**Task goal**. Count how many lines of the listing below contain the string "fixture" (case-sensitive). Reply with the number only.

+-------+

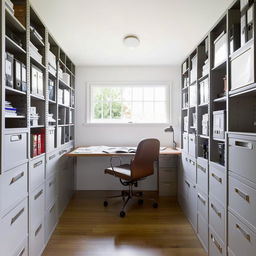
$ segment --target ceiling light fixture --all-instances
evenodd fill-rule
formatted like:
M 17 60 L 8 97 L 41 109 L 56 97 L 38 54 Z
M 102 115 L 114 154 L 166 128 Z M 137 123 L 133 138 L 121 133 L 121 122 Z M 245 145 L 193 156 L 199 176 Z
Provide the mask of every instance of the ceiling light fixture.
M 124 37 L 124 45 L 130 49 L 137 48 L 140 45 L 140 40 L 136 35 L 127 35 Z

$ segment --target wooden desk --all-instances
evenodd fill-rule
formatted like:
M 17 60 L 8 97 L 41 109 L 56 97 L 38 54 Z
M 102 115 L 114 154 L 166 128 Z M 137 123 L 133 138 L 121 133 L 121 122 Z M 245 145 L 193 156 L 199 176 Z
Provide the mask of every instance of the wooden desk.
M 132 157 L 135 155 L 135 153 L 105 153 L 102 151 L 102 146 L 96 146 L 96 147 L 78 147 L 74 149 L 73 151 L 65 154 L 68 157 Z M 174 150 L 172 148 L 165 148 L 164 150 L 160 151 L 159 158 L 161 157 L 168 157 L 168 156 L 178 156 L 181 154 L 180 150 Z M 157 161 L 156 165 L 157 169 L 157 192 L 159 193 L 159 174 L 160 174 L 160 164 L 159 160 Z M 162 188 L 161 188 L 162 189 Z

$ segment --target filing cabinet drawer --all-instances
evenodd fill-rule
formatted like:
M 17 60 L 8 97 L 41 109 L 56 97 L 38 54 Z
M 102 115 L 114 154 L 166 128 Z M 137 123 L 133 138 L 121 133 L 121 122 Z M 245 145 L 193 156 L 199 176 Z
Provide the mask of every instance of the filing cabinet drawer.
M 229 137 L 229 170 L 256 182 L 256 139 L 252 140 L 250 136 L 231 136 Z
M 197 186 L 208 194 L 208 163 L 206 159 L 197 158 Z
M 14 153 L 15 152 L 15 153 Z M 27 133 L 13 133 L 4 136 L 4 171 L 16 167 L 28 158 Z
M 229 207 L 256 228 L 256 190 L 229 177 Z
M 53 175 L 46 181 L 46 208 L 56 200 L 58 195 L 57 177 Z
M 188 133 L 184 132 L 182 135 L 183 139 L 183 151 L 188 154 Z
M 188 152 L 189 155 L 196 157 L 196 135 L 195 134 L 189 134 L 188 135 Z
M 0 179 L 1 211 L 5 211 L 18 203 L 27 195 L 28 165 L 20 165 L 2 174 Z
M 217 234 L 210 229 L 209 232 L 209 256 L 225 256 L 226 248 Z
M 41 220 L 29 234 L 29 255 L 38 256 L 44 249 L 44 221 Z
M 57 224 L 57 203 L 53 203 L 46 212 L 45 219 L 45 243 L 48 242 L 55 226 Z
M 36 158 L 30 162 L 29 190 L 33 191 L 44 182 L 45 157 Z
M 185 169 L 185 175 L 193 182 L 196 183 L 196 159 L 189 156 L 187 169 Z
M 13 256 L 21 241 L 27 238 L 28 234 L 28 212 L 27 199 L 23 200 L 11 212 L 0 221 L 0 248 L 1 255 Z
M 208 223 L 200 215 L 197 215 L 197 234 L 206 251 L 208 251 L 208 233 Z
M 208 198 L 200 191 L 197 191 L 197 212 L 208 222 Z
M 209 188 L 210 195 L 213 195 L 215 198 L 218 198 L 218 200 L 224 205 L 225 199 L 226 199 L 225 198 L 225 194 L 226 194 L 225 172 L 221 169 L 210 166 L 209 184 L 210 184 L 210 188 Z
M 34 229 L 44 216 L 45 188 L 44 185 L 37 188 L 29 195 L 29 222 L 30 229 Z
M 234 256 L 255 256 L 256 234 L 234 215 L 228 215 L 228 246 Z
M 209 198 L 209 225 L 225 241 L 225 209 L 213 198 Z
M 58 151 L 54 151 L 50 154 L 46 154 L 46 178 L 52 176 L 57 172 L 59 154 Z

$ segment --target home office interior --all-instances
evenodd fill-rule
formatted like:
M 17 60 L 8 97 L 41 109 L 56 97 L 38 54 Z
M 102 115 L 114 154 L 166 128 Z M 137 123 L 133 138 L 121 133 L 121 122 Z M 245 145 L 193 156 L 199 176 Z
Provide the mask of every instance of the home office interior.
M 255 256 L 254 0 L 1 0 L 0 255 Z

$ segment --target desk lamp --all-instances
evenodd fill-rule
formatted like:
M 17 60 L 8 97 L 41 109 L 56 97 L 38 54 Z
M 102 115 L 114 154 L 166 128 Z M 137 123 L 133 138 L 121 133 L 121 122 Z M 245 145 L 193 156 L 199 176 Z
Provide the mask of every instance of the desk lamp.
M 172 125 L 170 125 L 170 127 L 165 128 L 164 131 L 172 133 L 172 147 L 173 147 L 173 149 L 176 149 L 176 142 L 174 141 L 174 130 L 173 130 Z

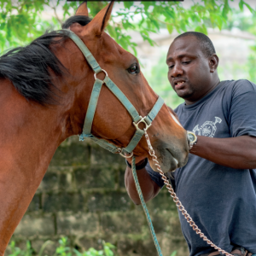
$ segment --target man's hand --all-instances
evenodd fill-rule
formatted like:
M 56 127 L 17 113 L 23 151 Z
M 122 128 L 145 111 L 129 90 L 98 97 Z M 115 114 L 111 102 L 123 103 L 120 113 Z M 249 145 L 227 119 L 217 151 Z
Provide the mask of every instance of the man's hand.
M 197 137 L 191 154 L 213 163 L 235 169 L 256 168 L 256 137 L 241 136 L 228 138 Z

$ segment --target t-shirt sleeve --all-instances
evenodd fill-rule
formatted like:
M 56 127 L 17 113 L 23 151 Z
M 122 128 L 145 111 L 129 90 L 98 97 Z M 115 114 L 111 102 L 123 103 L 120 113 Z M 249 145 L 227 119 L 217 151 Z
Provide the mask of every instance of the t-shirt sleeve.
M 155 182 L 159 187 L 162 188 L 165 185 L 164 181 L 161 178 L 161 176 L 159 174 L 159 172 L 153 171 L 153 169 L 151 168 L 148 162 L 148 165 L 146 166 L 145 169 L 148 172 L 148 173 L 149 174 L 151 179 L 154 182 Z
M 248 80 L 233 87 L 229 122 L 232 137 L 256 137 L 256 85 Z

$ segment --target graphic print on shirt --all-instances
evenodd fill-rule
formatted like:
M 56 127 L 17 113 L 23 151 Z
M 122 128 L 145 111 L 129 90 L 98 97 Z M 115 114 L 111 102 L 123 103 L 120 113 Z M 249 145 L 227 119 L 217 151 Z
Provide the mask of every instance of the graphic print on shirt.
M 199 128 L 199 125 L 196 125 L 195 128 L 193 129 L 193 132 L 196 134 L 196 131 L 198 132 L 197 135 L 206 136 L 213 137 L 215 131 L 217 130 L 216 125 L 218 123 L 221 123 L 222 119 L 219 117 L 215 117 L 215 122 L 212 121 L 206 121 L 204 124 Z

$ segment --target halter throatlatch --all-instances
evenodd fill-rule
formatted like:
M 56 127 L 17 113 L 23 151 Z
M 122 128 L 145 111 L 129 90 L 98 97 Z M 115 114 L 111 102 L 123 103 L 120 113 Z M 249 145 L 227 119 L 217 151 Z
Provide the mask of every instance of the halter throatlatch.
M 84 42 L 72 31 L 67 30 L 68 32 L 68 37 L 77 44 L 77 46 L 80 49 L 82 53 L 84 54 L 87 62 L 93 69 L 95 74 L 95 83 L 92 88 L 90 98 L 89 101 L 88 109 L 84 119 L 83 132 L 79 136 L 79 140 L 84 141 L 84 138 L 90 138 L 96 143 L 98 143 L 101 147 L 109 150 L 112 153 L 119 153 L 123 157 L 131 157 L 133 153 L 133 149 L 137 145 L 143 136 L 144 135 L 145 131 L 151 125 L 152 121 L 162 108 L 164 104 L 164 100 L 161 97 L 159 97 L 149 112 L 149 113 L 145 116 L 142 117 L 139 115 L 136 108 L 131 103 L 131 102 L 127 99 L 125 94 L 116 86 L 116 84 L 109 79 L 108 73 L 105 70 L 102 69 L 99 66 L 96 60 L 94 58 L 89 49 L 84 44 Z M 60 31 L 61 32 L 61 31 Z M 105 73 L 105 78 L 103 80 L 100 80 L 96 78 L 96 74 L 100 72 L 103 72 Z M 91 126 L 92 122 L 98 102 L 98 98 L 100 96 L 101 89 L 102 84 L 105 84 L 113 93 L 113 95 L 119 100 L 119 102 L 124 105 L 126 110 L 129 112 L 130 115 L 131 116 L 133 125 L 136 127 L 136 132 L 132 137 L 131 142 L 125 148 L 119 148 L 112 143 L 109 143 L 104 139 L 99 139 L 93 136 L 91 132 Z M 140 129 L 138 125 L 140 123 L 144 123 L 146 127 L 144 129 Z M 128 156 L 125 155 L 125 154 L 129 154 Z

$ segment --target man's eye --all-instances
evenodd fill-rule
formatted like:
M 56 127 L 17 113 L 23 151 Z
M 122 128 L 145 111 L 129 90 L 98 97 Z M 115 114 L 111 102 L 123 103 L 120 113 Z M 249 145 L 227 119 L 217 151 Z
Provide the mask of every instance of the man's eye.
M 137 64 L 131 65 L 127 70 L 131 74 L 136 74 L 140 73 L 140 68 Z

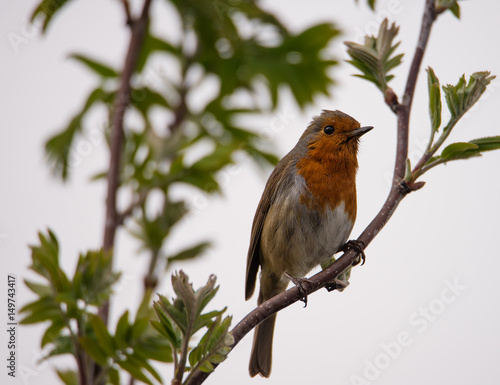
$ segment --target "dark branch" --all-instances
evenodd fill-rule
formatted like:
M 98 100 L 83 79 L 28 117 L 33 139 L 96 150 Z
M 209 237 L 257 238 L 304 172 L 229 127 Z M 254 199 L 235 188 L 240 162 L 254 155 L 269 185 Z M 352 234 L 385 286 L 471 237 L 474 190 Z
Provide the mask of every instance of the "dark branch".
M 436 19 L 436 11 L 434 8 L 434 0 L 427 0 L 425 3 L 425 10 L 422 17 L 422 27 L 420 29 L 420 36 L 417 43 L 417 48 L 413 57 L 413 61 L 408 73 L 405 93 L 402 104 L 394 103 L 394 111 L 398 117 L 398 138 L 396 149 L 396 162 L 394 167 L 394 176 L 389 196 L 387 197 L 384 205 L 380 209 L 377 216 L 372 220 L 368 227 L 359 236 L 358 241 L 363 242 L 366 246 L 377 236 L 385 224 L 389 221 L 392 214 L 399 205 L 399 202 L 412 190 L 417 189 L 418 186 L 413 188 L 408 186 L 404 181 L 404 172 L 406 167 L 406 159 L 408 157 L 408 131 L 410 120 L 410 109 L 415 92 L 415 84 L 417 81 L 418 73 L 422 63 L 422 58 L 429 40 L 429 34 L 434 20 Z M 328 286 L 334 282 L 343 271 L 350 266 L 353 266 L 358 259 L 358 254 L 355 250 L 349 250 L 344 253 L 333 264 L 328 266 L 323 271 L 312 276 L 308 279 L 310 284 L 305 287 L 306 294 L 314 293 L 315 291 Z M 243 318 L 231 331 L 234 337 L 233 347 L 255 326 L 257 326 L 264 319 L 270 315 L 277 313 L 287 306 L 301 300 L 304 292 L 300 293 L 297 287 L 293 287 L 284 293 L 281 293 L 270 300 L 264 302 L 245 318 Z M 197 372 L 193 375 L 188 385 L 201 384 L 208 373 Z
M 125 65 L 121 75 L 120 88 L 116 95 L 111 117 L 111 149 L 109 159 L 109 170 L 107 175 L 108 189 L 106 194 L 106 219 L 104 222 L 104 251 L 112 251 L 115 243 L 116 229 L 119 226 L 119 215 L 116 207 L 116 197 L 120 186 L 120 167 L 123 149 L 124 131 L 123 117 L 125 110 L 130 104 L 132 87 L 130 79 L 135 72 L 142 43 L 146 35 L 149 19 L 149 7 L 151 0 L 145 0 L 140 18 L 131 26 L 130 43 L 128 46 Z M 109 304 L 106 303 L 99 311 L 103 321 L 107 323 Z

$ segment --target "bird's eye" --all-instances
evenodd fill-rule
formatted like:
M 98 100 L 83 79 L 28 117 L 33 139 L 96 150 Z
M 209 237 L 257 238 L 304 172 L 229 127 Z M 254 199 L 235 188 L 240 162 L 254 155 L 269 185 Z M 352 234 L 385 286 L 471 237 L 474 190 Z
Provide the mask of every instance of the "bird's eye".
M 331 135 L 335 132 L 335 128 L 333 128 L 333 126 L 326 126 L 323 128 L 323 132 L 327 135 Z

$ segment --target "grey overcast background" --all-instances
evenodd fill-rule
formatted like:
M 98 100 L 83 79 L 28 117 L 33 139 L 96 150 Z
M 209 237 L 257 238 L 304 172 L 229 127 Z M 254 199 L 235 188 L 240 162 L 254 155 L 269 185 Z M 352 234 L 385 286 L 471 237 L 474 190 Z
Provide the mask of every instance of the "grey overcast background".
M 134 8 L 141 1 L 132 1 Z M 89 183 L 107 161 L 104 143 L 94 143 L 73 170 L 69 183 L 50 174 L 43 143 L 59 130 L 83 103 L 97 79 L 67 59 L 73 52 L 88 54 L 120 67 L 127 43 L 124 17 L 117 0 L 74 1 L 40 37 L 27 18 L 36 1 L 2 0 L 0 11 L 0 382 L 52 384 L 53 366 L 73 366 L 70 358 L 38 363 L 43 327 L 17 330 L 17 377 L 7 376 L 7 275 L 17 277 L 17 306 L 32 299 L 22 284 L 34 277 L 28 244 L 37 231 L 52 228 L 61 244 L 61 263 L 75 266 L 79 251 L 101 244 L 105 185 Z M 364 0 L 263 1 L 294 30 L 319 21 L 334 21 L 344 31 L 331 46 L 346 59 L 342 40 L 359 41 L 374 33 L 382 17 L 401 25 L 399 48 L 404 63 L 392 87 L 398 94 L 420 28 L 423 1 L 378 1 L 370 12 Z M 500 3 L 461 1 L 462 18 L 450 13 L 435 24 L 423 67 L 432 66 L 441 84 L 459 76 L 490 70 L 500 75 Z M 155 1 L 153 28 L 175 38 L 177 21 L 165 2 Z M 13 36 L 22 43 L 12 44 Z M 178 37 L 178 36 L 177 36 Z M 160 63 L 161 64 L 161 63 Z M 155 68 L 152 68 L 154 71 Z M 168 68 L 167 68 L 168 70 Z M 334 70 L 337 86 L 331 98 L 318 98 L 301 113 L 289 97 L 277 115 L 252 124 L 284 155 L 296 143 L 312 115 L 340 109 L 375 129 L 362 138 L 358 173 L 356 237 L 382 205 L 394 162 L 395 119 L 371 84 L 350 76 L 353 67 Z M 307 81 L 307 74 L 304 74 Z M 499 135 L 500 80 L 452 135 L 453 141 Z M 99 127 L 102 117 L 96 113 Z M 415 162 L 429 132 L 427 86 L 421 73 L 411 116 L 410 158 Z M 498 384 L 500 364 L 500 152 L 451 163 L 426 175 L 425 188 L 408 196 L 367 250 L 367 262 L 353 271 L 343 293 L 320 291 L 306 309 L 295 304 L 277 320 L 273 373 L 269 380 L 247 374 L 251 336 L 230 354 L 207 384 Z M 215 247 L 196 263 L 184 264 L 195 286 L 209 273 L 221 286 L 214 307 L 227 305 L 234 321 L 255 306 L 244 301 L 244 271 L 253 215 L 271 170 L 257 170 L 245 159 L 224 171 L 223 197 L 193 195 L 193 214 L 173 235 L 172 249 L 194 240 L 212 238 Z M 123 271 L 112 306 L 111 322 L 129 308 L 136 309 L 142 291 L 143 260 L 137 244 L 125 232 L 118 237 L 116 268 Z M 180 266 L 178 266 L 180 267 Z M 169 279 L 158 290 L 169 294 Z M 169 383 L 172 367 L 161 367 Z

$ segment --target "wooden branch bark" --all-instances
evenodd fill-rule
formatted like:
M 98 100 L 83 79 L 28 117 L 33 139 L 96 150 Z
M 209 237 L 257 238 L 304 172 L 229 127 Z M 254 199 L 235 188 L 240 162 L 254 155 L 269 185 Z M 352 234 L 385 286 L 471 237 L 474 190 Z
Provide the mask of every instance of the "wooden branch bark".
M 130 24 L 130 42 L 121 74 L 120 88 L 118 89 L 118 93 L 116 95 L 113 106 L 113 114 L 111 117 L 111 149 L 107 175 L 108 188 L 106 194 L 106 218 L 104 222 L 104 240 L 102 245 L 104 251 L 106 252 L 113 251 L 116 230 L 120 224 L 116 198 L 118 195 L 118 188 L 120 186 L 120 167 L 124 140 L 123 119 L 125 111 L 130 104 L 130 95 L 132 91 L 130 79 L 135 72 L 142 43 L 144 42 L 144 37 L 146 36 L 150 6 L 151 0 L 145 0 L 140 17 Z M 99 315 L 105 323 L 108 321 L 108 313 L 109 302 L 103 304 L 99 310 Z
M 415 85 L 417 82 L 418 73 L 420 72 L 425 48 L 429 40 L 431 27 L 435 19 L 436 10 L 434 6 L 434 0 L 426 0 L 420 35 L 408 73 L 403 102 L 401 104 L 397 103 L 394 106 L 394 111 L 396 112 L 398 119 L 398 130 L 393 183 L 389 195 L 379 213 L 358 238 L 358 241 L 363 242 L 365 247 L 370 244 L 370 242 L 377 236 L 377 234 L 389 221 L 401 200 L 408 193 L 418 188 L 418 186 L 407 185 L 404 182 L 403 178 L 406 168 L 406 159 L 408 157 L 410 110 L 413 101 L 413 95 L 415 93 Z M 351 249 L 345 252 L 329 267 L 308 279 L 309 284 L 305 287 L 305 294 L 308 295 L 314 293 L 315 291 L 334 282 L 335 278 L 347 268 L 355 264 L 357 259 L 358 253 L 356 251 Z M 233 347 L 238 344 L 238 342 L 260 322 L 262 322 L 272 314 L 284 309 L 285 307 L 288 307 L 291 304 L 301 300 L 302 298 L 303 293 L 300 293 L 297 287 L 292 287 L 284 293 L 281 293 L 262 303 L 256 309 L 251 311 L 247 316 L 245 316 L 231 331 L 234 337 Z M 203 381 L 208 376 L 209 373 L 198 372 L 193 375 L 188 385 L 199 385 L 203 383 Z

+-------+

**Exercise output**. 2